Work request → Can you transcribe every entry word for word, skipping the images?

Saved data entries:
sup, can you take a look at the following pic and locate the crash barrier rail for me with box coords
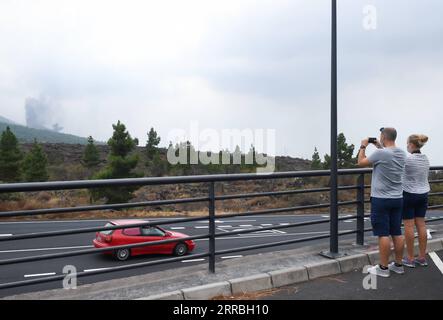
[0,166,442,290]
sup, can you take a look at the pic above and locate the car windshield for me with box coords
[99,222,115,235]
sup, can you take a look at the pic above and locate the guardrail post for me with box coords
[208,181,216,273]
[356,174,365,245]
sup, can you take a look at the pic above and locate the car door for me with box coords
[138,226,167,254]
[121,227,146,255]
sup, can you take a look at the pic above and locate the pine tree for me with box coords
[311,147,322,170]
[82,136,100,168]
[22,140,49,182]
[323,133,356,169]
[0,126,23,182]
[146,127,161,162]
[91,121,141,204]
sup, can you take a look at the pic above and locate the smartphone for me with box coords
[368,137,377,144]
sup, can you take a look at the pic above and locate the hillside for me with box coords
[18,143,312,181]
[0,116,17,125]
[0,121,91,144]
[2,142,337,219]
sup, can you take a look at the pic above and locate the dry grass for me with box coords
[212,287,299,300]
[0,176,365,221]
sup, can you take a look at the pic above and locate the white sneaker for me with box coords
[388,262,405,274]
[367,264,390,278]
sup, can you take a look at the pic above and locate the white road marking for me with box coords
[239,225,253,227]
[429,252,443,275]
[279,223,290,225]
[221,255,243,259]
[0,234,13,237]
[218,220,257,223]
[197,220,224,224]
[216,225,232,228]
[0,220,110,224]
[170,227,185,230]
[181,258,205,263]
[344,220,355,223]
[194,226,209,229]
[0,245,93,254]
[84,268,112,272]
[193,230,333,241]
[0,217,202,225]
[24,272,56,278]
[270,229,287,234]
[254,229,287,235]
[261,224,273,226]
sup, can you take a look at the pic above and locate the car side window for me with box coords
[141,226,165,237]
[123,227,141,236]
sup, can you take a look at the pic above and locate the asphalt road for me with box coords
[0,211,442,298]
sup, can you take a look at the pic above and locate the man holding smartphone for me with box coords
[358,127,407,277]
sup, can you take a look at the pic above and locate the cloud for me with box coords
[0,0,442,164]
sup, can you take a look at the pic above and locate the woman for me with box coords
[402,134,430,267]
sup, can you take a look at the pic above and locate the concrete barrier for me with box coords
[229,273,273,295]
[337,253,370,273]
[136,290,184,300]
[305,260,341,280]
[267,266,309,288]
[426,239,443,252]
[367,250,395,265]
[181,282,232,300]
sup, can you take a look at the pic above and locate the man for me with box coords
[358,127,407,277]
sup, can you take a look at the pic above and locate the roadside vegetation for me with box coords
[0,123,441,220]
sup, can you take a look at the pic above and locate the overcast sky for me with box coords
[0,0,442,164]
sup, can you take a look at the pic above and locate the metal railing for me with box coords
[0,166,442,290]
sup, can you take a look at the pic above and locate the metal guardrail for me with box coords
[0,166,442,290]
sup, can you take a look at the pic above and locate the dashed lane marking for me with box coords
[24,272,56,278]
[181,258,206,263]
[0,245,93,254]
[84,268,112,272]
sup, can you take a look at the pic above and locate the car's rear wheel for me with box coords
[115,248,130,261]
[174,243,188,256]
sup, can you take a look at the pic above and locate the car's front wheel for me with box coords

Response to the exercise →
sup, can you take a look at the following pic and locate the crash barrier rail for me with box coords
[0,166,442,290]
sup, can you take a look at the pic above and locate the car windshield for me with box coords
[99,222,115,235]
sup, can you take a look at the pic above and locate the guardrail post for me with box coords
[208,181,216,273]
[356,174,365,245]
sup, can you take a look at the pic above and locate the car door for me with box coords
[138,226,167,254]
[121,227,146,255]
sup, can you take a look at the pic above and locate the pine tree for me with box coords
[311,147,322,170]
[82,136,100,168]
[22,140,49,182]
[323,133,356,169]
[0,126,23,182]
[146,127,161,162]
[91,121,141,204]
sup, can you take a look at the pic above and locate the smartphone for me with box coords
[368,137,377,144]
sup, can you take a look at the pic above and locate the hillside for me with box coords
[18,143,312,181]
[0,116,17,125]
[0,121,91,144]
[2,142,337,219]
sup, can you take a look at the pic above and locate the dry grass for me with box coords
[212,287,299,300]
[0,176,365,221]
sup, can you take a look at the pic above and locate the white sneaker for me with box coords
[388,262,405,274]
[367,264,390,278]
sup, can you take a look at the pic above and locate the white road marking for me with box coords
[239,225,253,227]
[429,252,443,275]
[279,223,290,225]
[221,255,243,259]
[0,234,13,237]
[218,220,257,223]
[197,220,224,224]
[216,225,232,228]
[0,220,110,224]
[170,227,185,230]
[181,258,205,263]
[344,220,355,223]
[194,226,209,229]
[0,245,93,254]
[84,268,112,272]
[193,230,333,241]
[0,217,202,225]
[24,272,56,278]
[270,229,287,234]
[254,229,287,235]
[261,224,273,226]
sup, can you take a look at the pic above and locate the car side window for me with box coords
[141,226,165,237]
[123,227,141,236]
sup, can you take a look at the pic above and locate the asphalt road for me with box coords
[0,211,442,298]
sup, can you take a look at the pic above and locate the man holding smartphone for me with box coords
[358,127,407,277]
sup, can you take a look at the pic above and locate the cloud for me with box coords
[0,0,442,164]
sup, can you take a look at the pic above and locate the woman for me with box coords
[402,134,430,267]
sup, can you take a look at the pic above and locate the concrete barrier for me with box coords
[229,273,273,295]
[337,253,370,273]
[136,290,184,300]
[305,260,341,280]
[267,266,309,288]
[426,239,443,252]
[367,250,395,265]
[181,282,232,300]
sup, can you take a look at the pic above and locate the man for me with box coords
[358,127,407,277]
sup, can you take a look at the pic above and locate the roadside vegetation for me with box coords
[0,123,441,220]
sup, can you take a look at the pic above and locate the overcast sky for me with box coords
[0,0,442,164]
sup, can you take a look at the pic above and locate the metal railing for me with box coords
[0,166,442,290]
sup, can you take a look at the pic above and locate the metal guardrail for me with box coords
[0,166,442,290]
sup, can you take a look at the pic above and locate the dashed lane marking for me with box coords
[24,272,56,278]
[181,258,206,263]
[0,245,93,254]
[84,268,112,272]
sup, can you take a look at the pic above and locate the car's rear wheel for me with box coords
[115,248,130,261]
[174,243,188,256]
sup, can you take a look at the pic above and locate the car's front wheel for me with box coords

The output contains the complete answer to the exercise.